TASK INSTRUCTIONS
1 > In the charset encoding post, replace "content type headers" with "Content-Type headers" and write out the passage from "I was reviewing" to "void OnLoad(EventArgs e)" again.
2 > Decide whether each statement agrees with the charset encoding post. Answer yes or no, and quote the words of the post that settle it.
(a) "text/html" is the default content type.
(b) The charset has to be added to the content type by hand.
(c) Changing Response.ContentEncoding also changes the output encoding for Response.Write().

TEXT BLOCK
-- Start --

Charset Encoding in ASP.NET Response

December 23, 2007 • from Maui, Hawaii • 5 comments

On this page:

I was reviewing some control and handler code in my wwHoverPanel control's AJAX callback handler code. There are a number of routines that generate JavaScript output from JSON to returning resources and I noticed that the content type headers would often vary slightly. When returning a content type header you typically want to do something like this:

       protected override void OnLoad(EventArgs e)
        {
            Response.ContentType = "text/xml";




            ... go on with your bad self
        }

"text/html" is the default and so for typical HTML output you don't need to specify a content type, but if you specify anything but - text/xml or application/x-javascript for example - the explicit Content Type is required. This results - depending on your encoding settings in Web.config - in the following HTTP Header:

HTTP/1.1 200 OK
Content-Type: text/xml; charset=utf-8
Server: Microsoft-IIS/7.0
X-AspNet-Version: 2.0.50727
X-Powered-By: ASP.NET
Date: Sun, 23 Dec 2007 00:18:24 GMT
Content-Length: 13412

Notice that the charset is automatically appended to the content type. Where does this come from? ASP.NET automatically appends the charset when the page is eventually written out into the output stream, reading the charset information from the active Response.ContentEncoding or if you explicitly specified it the Response.Charset. So to change the charset for the page the most reliable thing is to change the Response.ContentEncoding that is applied which will change the actual output encoding for Response.Write() as well as the the header.

-- End --

RECORD SET
-- Start --

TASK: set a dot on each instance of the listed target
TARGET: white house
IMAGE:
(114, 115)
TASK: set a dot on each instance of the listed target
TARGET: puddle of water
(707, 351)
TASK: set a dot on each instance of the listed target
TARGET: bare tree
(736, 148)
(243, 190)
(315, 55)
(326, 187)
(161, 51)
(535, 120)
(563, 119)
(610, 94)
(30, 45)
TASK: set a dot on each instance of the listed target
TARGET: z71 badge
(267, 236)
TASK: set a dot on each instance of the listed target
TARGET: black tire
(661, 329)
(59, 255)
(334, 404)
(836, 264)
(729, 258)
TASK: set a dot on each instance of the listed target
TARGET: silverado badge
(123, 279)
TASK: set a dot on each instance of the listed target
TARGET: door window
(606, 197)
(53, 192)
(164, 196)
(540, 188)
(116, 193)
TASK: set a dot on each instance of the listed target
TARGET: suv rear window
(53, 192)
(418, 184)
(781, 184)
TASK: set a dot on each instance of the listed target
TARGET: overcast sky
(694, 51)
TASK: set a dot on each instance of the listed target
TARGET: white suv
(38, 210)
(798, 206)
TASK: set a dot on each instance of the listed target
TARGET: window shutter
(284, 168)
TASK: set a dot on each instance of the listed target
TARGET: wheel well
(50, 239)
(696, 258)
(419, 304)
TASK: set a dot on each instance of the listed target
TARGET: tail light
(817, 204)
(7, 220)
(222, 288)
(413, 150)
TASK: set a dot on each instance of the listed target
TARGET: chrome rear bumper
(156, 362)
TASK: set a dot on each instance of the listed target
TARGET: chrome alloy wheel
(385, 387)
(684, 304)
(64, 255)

-- End --

RESPONSES IN ORDER
1 >
I was reviewing some control and handler code in my wwHoverPanel control's AJAX callback handler code. There are a number of routines that generate JavaScript output from JSON to returning resources and I noticed that the Content-Type headers would often vary slightly. When returning a content type header you typically want to do something like this:

       protected override void OnLoad(EventArgs e)

2 >
(a) Yes: ""text/html" is the default"
(b) No: "Notice that the charset is automatically appended to the content type."
(c) Yes: "which will change the actual output encoding for Response.Write()"